═══ Alıntılanan Metin

RİVAYETİ ÜZERİNDEN DARBE POZİSYONU ALMAK

Son örneği, ‘darbe’ meselesi elbette.

Efendim, iktidar yeni bir darbe tehditi altındaymış! Bir gürültü, bir kıyamet, bir teyakuz... Nereden çıktı demeyin, muhalif bir iki isim, ‘iktidarın sonu geldi geliyor’ mealinde konuşmuş ya, daha nolsun! Ne ilgisi var diye sormanın da anlamı yok; dediğim dedikçiler kararı vermiş bir kere, “darbeciler” darbe istiyormuş. Kim bu darbeciler? Hangi mekanizmayla, hangi silahlı güçle darbe yapacaklar? vb. sorular da hükümsüz. Genel itibariyle, ‘muhalefet darbecidir’ deniliyor. O kadar! Nasıl yapacaklarının yanıtı ise darbeye kalkıştıklarında görürsünüz oluyor herhalde. E yetiyor da zaten. Darbenin koşulları, dinamikleri, nasıl yapılacağı değil ki asıl önemli olan. Rivayet önemli. Ve o kurgusal rivayet üzerinden alınacak pozisyon, teyakuz hali... Gözlerimize sokulan o tehditkâr parmaklar... “Görürsünüz siz” imaları, hatta imaya bile gerek duymayan, yekten kesilen raconlar...

Korona günlerinde yüzlerine hasret kaldığımız havuz esnafı da ‘darbe’ muhabbetiyle yeniden işbaşı yapmış oldu böylece. Keskin bir dönüş bu; bilenmiş bıçak gibi hepsi: Dokundurtmayız, keseriz, biçeriz...

Zamanında Fethullah’ın parasından, hayır duasından az nasiplenmemiş cengâverler, cingözler şimdi ‘15 Temmuz’dan beter yaparız’la başlıyorlar söze.

VİDALAR DAHA DA SIKILACAK, SORUN ETME!

Görmüşsünüzdür videosunu; iki başörtülü hanım bacım (ikisi de yazarmış), oturmuşlar ekranda darbeyi konuşuyorlar: “15 Temmuz kursağımızda kaldı, istediklerimizi yapamadık. Boş bulunduk. Yanlış anlaşılmasın, doğru anlaşılsın; bizim aile 50 kişiyi götürür. Bu konuda çok donanımlıyız maddi ve manevi olarak. Ayaklarını denk alsınlar. Bizim sitede hâlâ 3-5 var, benim listem hazır.” diyor biri... Diğeri el yükseltiyor: “Ayak az kalır bence, dört ayaklarını denk alsınlar...”

Çok mu düzeysiz buldunuz bu pek müteyakkız bacıların muhabbetini? Piyade kuvvetlerinin vasati düzeyi bu minvalde: “Götürürüz, listedeler, ayaklarını denk alsınlar...”

Kimden bahsediyorsunuz peki? Kimi götürürsünüz, yaptığınız listelerde kimler var?..

══════
═══ Veriler

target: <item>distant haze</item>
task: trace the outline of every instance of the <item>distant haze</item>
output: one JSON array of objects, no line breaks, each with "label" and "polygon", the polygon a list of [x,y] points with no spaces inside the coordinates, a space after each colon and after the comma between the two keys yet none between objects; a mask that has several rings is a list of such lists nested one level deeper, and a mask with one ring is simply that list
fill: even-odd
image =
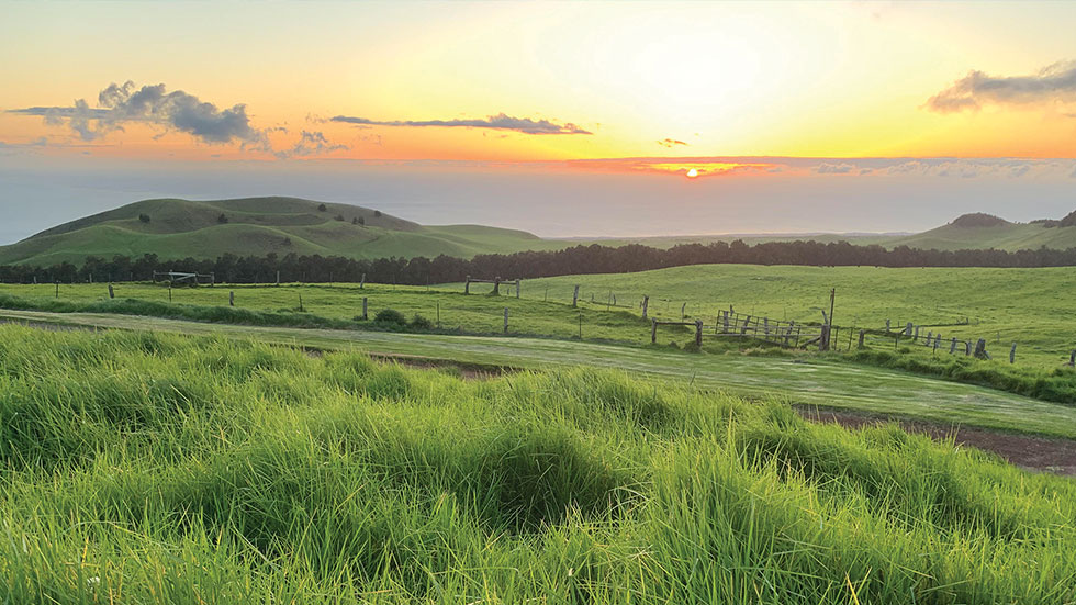
[{"label": "distant haze", "polygon": [[0,244],[162,197],[294,195],[376,208],[423,224],[475,223],[542,237],[919,232],[966,212],[1030,221],[1076,210],[1072,160],[852,159],[842,160],[848,167],[838,173],[823,160],[773,161],[782,168],[764,178],[687,179],[570,163],[76,161],[0,155]]}]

══════

■ **Kendinizi Sınayın**
**a.** Darbe rivayeti üzerine yazıda “Zamanında Fethullah’ın parasından, hayır” sözlerinden aşağıya, “SIKILACAK, SORUN ETME!” sözlerine kadar ne varsa hiç değiştirmeden yazar mısınız?
**b.** Darbe rivayeti üzerine yazıyı, son cümlesinden sonrasıyla sürdürür müsünüz?

■ **Çözülmüş Görevler**
**a.**
Zamanında Fethullah’ın parasından, hayır duasından az nasiplenmemiş cengâverler, cingözler şimdi ‘15 Temmuz’dan beter yaparız’la başlıyorlar söze.

VİDALAR DAHA DA SIKILACAK, SORUN ETME!

**b.**
Dedik ya, bunları sormayacaksınız ama durumdan vazife çıkaracak, o listelere girmemeye bakacaksınız. Ve evet, böyle darbe gibi hayat memat meselesi varken memlekette, vidaların daha da sıkılmasını anlayışla karşılayacak, sorun etmeyeceksiniz! Asıl önemli boyutu da bu zaten, bütün darbe gürültüsünün. Sadece gündem değiştirmek ya da mağduriyet söylemi değil...   

Dikkat edilirse, tedavüle soktuğu her ‘darbe’ tartışması vidaların daha da sıkılmasına yol alıyor.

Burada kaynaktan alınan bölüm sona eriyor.